I have the same problem.

----------

## xaviermiller

Hello,

You have some problem with a USB device.

----------

## Featherfoot

Is there a way to troubleshoot which device has the problem?

----------

## novazur

 *XavierMiller wrote:*   

> Hello,
> 
> You have some problem with a USB device.

 

It seems to be true. I have 2 USB devices : mouse & printer

If I unplug the printer, no delay for udev.

But my printer works fine. So what can be the problem ?

Is it possible that is due by recent updates like cups / hplip etc... ?

Or is it "just" an harware problem ?

----------

## creaker

It seems like kernel / hardware detection problem.

You can disable cups ("rc-update del cups default") and try to boot without it, just for checking.

----------

## xaviermiller

emerge --info ?

If you have recent CUPS, don't use usblp module.

----------

## novazur

 *XavierMiller wrote:*   

> emerge --info ?

 

Already in the first post

 *Quote:*   

> If you have recent CUPS, don't use usblp module.

 

I don't use usblp anymore, for a long time.

----------

## novazur

 *creaker wrote:*   

> It seems like kernel / hardware detection problem.
> 
> You can disable cups ("rc-update del cups default") and try to boot without it, just for checking.

 

But... cupsd is launched very later after udev... I can't see how cups start can modify udev start.

I'll be able to test tomorrow.

----------

## creaker

 *novazur wrote:*   

> 
> 
> But... cupsd is launched very later after udev... I can't see how cups start can modify udev start.
> 
> 

 

yes, at the moment when udev awaits for devices, cups is not started yet. So cups can not exert influence on udev and should not be a delay causer.

I meant you can disable cups just to confirm it.

It is udev/kernel/hardware problem.

— Material shown —

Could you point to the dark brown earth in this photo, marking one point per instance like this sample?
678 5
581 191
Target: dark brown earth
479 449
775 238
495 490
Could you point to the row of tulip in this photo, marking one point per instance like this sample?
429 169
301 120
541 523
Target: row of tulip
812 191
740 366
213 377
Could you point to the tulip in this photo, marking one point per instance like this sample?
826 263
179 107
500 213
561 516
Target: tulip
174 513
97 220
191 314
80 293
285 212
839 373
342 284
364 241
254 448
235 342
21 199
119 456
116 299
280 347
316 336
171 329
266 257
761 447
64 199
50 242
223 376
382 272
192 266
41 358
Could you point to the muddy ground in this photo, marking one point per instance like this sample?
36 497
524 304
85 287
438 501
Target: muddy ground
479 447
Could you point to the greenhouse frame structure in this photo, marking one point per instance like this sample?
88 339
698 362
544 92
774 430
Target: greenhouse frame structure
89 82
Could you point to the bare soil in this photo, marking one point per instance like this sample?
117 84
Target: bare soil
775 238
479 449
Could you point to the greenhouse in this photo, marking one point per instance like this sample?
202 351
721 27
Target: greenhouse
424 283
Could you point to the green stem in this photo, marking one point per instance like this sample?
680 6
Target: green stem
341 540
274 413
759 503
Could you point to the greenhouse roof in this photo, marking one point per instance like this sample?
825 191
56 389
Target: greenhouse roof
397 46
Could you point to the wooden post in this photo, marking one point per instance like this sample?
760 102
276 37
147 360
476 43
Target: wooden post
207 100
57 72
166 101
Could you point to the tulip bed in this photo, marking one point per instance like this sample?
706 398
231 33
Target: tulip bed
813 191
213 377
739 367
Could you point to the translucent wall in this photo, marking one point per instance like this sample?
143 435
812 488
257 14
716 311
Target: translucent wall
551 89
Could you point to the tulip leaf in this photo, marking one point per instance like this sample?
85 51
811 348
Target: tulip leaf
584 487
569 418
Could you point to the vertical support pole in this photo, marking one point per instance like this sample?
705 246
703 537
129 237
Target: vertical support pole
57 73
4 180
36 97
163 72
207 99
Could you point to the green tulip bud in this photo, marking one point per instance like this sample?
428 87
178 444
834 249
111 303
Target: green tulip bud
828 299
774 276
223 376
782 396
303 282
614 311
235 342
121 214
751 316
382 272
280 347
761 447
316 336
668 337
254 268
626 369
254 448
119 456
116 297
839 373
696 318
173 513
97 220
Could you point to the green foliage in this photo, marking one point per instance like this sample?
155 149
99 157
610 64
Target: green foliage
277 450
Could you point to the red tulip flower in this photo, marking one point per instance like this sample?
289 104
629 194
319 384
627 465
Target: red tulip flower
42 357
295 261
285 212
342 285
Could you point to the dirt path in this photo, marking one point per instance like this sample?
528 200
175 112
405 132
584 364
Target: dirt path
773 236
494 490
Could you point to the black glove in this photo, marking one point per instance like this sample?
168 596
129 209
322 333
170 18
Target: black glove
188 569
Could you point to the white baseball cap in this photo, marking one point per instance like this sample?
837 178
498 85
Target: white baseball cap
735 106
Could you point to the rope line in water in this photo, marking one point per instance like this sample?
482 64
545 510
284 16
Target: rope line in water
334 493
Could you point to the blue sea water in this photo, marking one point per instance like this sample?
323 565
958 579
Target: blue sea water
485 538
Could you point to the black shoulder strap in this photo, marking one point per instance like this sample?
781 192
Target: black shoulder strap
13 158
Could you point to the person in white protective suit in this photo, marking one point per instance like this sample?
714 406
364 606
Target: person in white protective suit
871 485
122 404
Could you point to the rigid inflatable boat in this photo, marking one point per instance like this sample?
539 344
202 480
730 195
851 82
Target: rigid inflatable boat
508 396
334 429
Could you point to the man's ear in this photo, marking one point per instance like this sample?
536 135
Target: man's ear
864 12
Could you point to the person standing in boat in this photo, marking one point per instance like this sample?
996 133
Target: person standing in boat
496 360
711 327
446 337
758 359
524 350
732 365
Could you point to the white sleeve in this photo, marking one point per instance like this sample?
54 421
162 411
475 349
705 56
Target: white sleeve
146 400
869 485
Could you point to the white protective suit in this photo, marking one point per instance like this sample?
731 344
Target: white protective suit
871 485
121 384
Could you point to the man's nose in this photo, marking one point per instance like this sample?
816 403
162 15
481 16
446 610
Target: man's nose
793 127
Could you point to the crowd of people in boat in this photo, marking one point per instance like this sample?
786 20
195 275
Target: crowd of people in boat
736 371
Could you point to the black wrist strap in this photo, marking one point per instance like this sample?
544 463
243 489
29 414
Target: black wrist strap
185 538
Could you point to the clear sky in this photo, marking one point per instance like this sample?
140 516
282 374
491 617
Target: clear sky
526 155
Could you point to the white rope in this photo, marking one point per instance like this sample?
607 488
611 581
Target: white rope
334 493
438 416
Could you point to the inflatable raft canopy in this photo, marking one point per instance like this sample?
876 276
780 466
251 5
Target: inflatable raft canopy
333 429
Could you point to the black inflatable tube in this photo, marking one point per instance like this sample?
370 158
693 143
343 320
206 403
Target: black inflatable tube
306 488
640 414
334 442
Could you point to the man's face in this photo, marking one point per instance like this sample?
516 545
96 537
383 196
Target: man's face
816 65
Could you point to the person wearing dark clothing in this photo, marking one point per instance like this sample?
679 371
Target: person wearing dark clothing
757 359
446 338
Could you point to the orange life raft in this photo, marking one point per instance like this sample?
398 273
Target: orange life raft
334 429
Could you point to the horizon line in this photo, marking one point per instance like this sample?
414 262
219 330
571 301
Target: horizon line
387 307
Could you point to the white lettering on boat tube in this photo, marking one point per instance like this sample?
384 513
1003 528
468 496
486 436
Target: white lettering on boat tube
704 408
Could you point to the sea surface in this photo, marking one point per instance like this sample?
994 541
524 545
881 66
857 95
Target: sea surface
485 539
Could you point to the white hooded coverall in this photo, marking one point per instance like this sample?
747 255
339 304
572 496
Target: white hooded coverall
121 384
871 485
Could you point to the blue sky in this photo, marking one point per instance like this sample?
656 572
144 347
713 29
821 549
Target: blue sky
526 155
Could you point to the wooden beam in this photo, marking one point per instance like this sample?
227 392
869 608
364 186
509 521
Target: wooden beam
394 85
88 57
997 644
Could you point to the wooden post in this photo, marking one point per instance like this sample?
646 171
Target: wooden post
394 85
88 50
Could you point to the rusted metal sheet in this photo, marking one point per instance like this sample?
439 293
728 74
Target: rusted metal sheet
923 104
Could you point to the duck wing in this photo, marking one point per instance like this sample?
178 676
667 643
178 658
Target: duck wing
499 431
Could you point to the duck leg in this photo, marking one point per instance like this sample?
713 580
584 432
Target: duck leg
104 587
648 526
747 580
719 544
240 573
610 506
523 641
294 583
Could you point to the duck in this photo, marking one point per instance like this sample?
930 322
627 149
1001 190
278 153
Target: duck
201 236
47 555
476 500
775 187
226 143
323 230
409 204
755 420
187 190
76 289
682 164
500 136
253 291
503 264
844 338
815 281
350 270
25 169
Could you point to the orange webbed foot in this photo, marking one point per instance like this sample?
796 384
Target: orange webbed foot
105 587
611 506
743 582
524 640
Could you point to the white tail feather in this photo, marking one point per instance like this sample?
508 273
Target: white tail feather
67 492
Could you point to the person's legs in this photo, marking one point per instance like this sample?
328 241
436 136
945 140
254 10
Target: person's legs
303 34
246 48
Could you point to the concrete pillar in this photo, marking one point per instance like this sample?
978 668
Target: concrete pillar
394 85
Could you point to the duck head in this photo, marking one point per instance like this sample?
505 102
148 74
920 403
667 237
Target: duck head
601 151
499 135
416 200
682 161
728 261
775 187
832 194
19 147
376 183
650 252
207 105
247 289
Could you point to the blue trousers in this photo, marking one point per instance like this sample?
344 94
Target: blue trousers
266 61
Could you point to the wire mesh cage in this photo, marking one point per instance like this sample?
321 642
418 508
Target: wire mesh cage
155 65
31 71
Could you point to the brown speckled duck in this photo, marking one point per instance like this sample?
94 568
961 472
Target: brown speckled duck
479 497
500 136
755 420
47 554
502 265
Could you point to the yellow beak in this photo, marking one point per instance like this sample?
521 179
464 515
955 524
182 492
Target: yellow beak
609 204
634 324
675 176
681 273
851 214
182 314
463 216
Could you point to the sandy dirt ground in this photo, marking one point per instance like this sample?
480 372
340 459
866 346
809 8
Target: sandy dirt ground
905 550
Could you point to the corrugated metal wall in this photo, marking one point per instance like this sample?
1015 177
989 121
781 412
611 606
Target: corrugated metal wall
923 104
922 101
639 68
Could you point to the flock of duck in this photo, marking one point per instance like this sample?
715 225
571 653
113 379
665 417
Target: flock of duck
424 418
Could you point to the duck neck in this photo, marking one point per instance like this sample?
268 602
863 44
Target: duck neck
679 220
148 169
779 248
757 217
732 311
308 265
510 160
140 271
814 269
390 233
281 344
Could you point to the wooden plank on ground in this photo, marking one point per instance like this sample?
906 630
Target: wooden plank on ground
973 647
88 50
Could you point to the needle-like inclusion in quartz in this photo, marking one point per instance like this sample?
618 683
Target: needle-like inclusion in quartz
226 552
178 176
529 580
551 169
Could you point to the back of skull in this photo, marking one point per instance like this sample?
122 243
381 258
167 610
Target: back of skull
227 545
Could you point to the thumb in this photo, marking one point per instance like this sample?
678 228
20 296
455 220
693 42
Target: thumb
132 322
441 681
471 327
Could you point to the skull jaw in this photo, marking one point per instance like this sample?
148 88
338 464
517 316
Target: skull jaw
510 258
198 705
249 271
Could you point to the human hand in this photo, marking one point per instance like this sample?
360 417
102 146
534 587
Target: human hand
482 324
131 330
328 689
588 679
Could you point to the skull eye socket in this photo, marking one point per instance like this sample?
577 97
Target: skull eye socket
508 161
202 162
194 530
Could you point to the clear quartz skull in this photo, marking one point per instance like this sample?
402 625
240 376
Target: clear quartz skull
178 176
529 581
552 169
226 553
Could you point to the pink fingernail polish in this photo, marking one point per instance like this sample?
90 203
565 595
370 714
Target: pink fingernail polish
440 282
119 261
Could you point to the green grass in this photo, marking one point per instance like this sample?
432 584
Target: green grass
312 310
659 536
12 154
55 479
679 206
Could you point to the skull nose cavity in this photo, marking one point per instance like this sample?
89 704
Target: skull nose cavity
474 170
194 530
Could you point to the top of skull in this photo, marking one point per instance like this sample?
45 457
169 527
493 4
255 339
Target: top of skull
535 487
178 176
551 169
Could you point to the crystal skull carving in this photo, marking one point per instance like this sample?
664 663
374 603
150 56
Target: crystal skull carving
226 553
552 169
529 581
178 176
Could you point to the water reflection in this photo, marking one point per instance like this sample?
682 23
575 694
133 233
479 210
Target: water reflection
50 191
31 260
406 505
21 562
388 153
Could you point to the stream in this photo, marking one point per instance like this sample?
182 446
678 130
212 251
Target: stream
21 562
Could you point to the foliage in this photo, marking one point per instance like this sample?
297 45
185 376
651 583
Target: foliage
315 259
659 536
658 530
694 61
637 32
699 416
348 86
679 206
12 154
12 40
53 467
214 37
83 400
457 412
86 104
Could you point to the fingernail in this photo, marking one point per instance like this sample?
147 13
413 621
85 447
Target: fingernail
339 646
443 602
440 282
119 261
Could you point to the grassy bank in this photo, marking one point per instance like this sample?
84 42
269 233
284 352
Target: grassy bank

— What needs to be done —
Copy everything in the thread from "If I unplug" down to "hplip etc... ?", changing "printer" to "scanner". The listing comes from a different source than the thread.

— Expected answer —
If I unplug the scanner, no delay for udev.

But my scanner works fine. So what can be the problem ?

Is it possible that is due by recent updates like cups / hplip etc... ?